→ **EXERCISE REQUIREMENTS**:
The reply to the records below should contain exactly the lines from the line with "ok so i need the box for the white" through the line with "ok so i need the box for the person's", and nothing besides.

→ **TASK INPUTS**:
━━━━
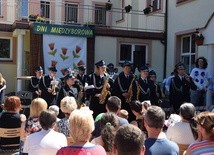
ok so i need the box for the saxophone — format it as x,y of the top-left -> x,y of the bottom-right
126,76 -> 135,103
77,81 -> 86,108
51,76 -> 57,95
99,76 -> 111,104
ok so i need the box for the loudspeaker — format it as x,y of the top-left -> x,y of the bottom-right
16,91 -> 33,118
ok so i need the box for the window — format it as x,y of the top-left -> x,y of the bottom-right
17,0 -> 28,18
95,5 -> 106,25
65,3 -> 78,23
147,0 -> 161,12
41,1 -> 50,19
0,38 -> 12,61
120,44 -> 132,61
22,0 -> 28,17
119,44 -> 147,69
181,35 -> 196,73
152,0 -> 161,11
━━━━
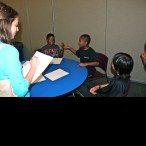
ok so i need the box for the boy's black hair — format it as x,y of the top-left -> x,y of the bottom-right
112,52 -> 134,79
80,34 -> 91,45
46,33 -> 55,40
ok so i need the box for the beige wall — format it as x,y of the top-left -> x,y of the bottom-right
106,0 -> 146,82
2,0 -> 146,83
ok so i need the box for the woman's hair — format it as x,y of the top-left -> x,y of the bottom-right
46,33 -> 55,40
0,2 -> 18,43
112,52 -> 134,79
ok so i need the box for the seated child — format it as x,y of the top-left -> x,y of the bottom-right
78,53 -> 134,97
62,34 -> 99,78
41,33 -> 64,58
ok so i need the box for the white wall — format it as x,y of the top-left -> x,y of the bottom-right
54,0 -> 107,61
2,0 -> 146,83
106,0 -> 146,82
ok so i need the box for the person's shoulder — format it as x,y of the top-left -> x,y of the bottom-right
━━━━
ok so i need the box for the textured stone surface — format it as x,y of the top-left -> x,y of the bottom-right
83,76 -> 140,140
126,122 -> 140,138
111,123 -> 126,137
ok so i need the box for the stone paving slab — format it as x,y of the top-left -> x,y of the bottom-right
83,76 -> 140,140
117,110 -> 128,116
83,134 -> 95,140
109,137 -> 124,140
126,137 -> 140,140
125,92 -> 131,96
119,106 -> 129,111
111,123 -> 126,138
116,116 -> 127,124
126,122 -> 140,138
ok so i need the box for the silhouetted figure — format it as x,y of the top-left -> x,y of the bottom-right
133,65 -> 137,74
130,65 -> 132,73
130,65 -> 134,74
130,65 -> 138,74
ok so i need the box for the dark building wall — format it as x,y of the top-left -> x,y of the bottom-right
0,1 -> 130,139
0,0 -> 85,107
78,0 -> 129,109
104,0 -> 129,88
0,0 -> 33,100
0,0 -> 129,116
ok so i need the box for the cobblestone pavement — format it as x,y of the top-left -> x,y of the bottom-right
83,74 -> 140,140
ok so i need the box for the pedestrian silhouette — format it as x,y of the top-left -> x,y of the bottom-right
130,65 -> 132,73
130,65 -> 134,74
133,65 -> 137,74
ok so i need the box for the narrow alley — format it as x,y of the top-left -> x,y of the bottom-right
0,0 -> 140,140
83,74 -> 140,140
━━━━
→ **WRITTEN REPLY**:
ok so i need the box for the white wall — format it as x,y of the top-left -> x,y of the bottom-right
54,0 -> 107,61
2,0 -> 146,83
106,0 -> 146,82
ok so i need the box for the person's shoulder — format it as x,y of the top-left -> x,y of the bottom-right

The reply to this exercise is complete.